**Set task**. Find every line in the listing below that contains the string "wooden", matching case exactly, and copy each of those lines in full.

**Given data**.
--- BEGIN ---
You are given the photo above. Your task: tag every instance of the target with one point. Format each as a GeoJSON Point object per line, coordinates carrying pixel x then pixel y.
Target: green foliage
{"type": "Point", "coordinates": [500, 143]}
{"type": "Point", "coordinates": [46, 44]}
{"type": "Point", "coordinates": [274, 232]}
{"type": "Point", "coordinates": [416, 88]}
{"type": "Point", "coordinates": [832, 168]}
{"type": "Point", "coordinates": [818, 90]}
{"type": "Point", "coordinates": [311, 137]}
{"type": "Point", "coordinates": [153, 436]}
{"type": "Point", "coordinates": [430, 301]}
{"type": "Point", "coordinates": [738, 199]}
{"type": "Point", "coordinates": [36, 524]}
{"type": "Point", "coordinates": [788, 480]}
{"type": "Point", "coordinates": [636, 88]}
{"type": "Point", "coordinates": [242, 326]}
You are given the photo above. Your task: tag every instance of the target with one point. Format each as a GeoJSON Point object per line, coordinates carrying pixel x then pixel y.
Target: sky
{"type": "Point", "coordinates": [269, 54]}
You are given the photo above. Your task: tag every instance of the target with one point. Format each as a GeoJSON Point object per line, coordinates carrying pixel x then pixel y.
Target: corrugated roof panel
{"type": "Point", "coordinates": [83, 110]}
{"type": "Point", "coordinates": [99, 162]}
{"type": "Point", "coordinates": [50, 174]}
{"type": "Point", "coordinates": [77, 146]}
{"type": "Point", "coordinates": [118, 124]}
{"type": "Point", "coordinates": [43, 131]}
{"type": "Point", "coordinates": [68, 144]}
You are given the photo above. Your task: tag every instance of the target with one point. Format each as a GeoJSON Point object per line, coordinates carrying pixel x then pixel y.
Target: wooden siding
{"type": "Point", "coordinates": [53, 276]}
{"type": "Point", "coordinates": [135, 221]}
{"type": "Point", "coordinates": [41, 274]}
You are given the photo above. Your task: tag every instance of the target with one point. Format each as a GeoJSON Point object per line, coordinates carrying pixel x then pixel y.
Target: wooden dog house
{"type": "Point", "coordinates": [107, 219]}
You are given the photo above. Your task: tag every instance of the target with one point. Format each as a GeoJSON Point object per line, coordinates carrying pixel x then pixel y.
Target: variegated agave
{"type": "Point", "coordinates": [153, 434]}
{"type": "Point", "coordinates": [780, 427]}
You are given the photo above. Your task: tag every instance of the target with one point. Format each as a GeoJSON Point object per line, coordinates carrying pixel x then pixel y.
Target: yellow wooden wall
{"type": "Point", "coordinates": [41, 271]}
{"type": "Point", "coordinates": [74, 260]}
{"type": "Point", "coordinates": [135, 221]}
--- END ---
**Reply**.
Target: wooden siding
Target: wooden dog house
Target: yellow wooden wall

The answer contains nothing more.